[Work item]
All lines from the one containing "det: tree branch" through the final line of the material below must appear exactly as they are, with nothing else.

-*-*-

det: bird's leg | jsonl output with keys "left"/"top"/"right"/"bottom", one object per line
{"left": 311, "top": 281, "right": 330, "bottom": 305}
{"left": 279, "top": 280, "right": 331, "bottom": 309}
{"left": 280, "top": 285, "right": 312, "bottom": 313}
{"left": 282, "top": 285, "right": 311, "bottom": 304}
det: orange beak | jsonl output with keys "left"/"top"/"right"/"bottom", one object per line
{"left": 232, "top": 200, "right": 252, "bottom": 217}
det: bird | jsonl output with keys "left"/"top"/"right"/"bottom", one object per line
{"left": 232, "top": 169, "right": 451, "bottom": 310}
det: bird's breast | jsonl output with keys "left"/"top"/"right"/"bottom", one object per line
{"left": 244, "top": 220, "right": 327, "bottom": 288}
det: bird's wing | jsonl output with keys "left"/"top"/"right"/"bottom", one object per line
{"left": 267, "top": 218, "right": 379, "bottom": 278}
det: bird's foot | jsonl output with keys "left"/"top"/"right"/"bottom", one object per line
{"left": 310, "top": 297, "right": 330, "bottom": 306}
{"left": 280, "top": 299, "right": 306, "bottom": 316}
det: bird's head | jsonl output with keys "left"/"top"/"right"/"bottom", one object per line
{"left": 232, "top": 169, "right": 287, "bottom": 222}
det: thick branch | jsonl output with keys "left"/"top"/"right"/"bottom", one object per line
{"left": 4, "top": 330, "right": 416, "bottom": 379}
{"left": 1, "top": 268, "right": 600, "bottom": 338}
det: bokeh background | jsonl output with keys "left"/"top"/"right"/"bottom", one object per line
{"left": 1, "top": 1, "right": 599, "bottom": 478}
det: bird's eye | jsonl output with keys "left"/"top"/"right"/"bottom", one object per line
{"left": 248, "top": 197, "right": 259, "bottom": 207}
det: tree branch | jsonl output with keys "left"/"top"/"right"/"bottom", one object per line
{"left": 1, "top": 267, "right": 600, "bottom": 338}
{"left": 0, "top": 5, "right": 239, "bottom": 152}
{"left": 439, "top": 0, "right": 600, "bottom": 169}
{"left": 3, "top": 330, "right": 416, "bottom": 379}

-*-*-

[Exercise output]
det: tree branch | jsonl output with keys "left"/"top"/"right"/"bottom", one object per line
{"left": 1, "top": 267, "right": 600, "bottom": 338}
{"left": 0, "top": 5, "right": 239, "bottom": 152}
{"left": 439, "top": 0, "right": 600, "bottom": 169}
{"left": 3, "top": 330, "right": 416, "bottom": 379}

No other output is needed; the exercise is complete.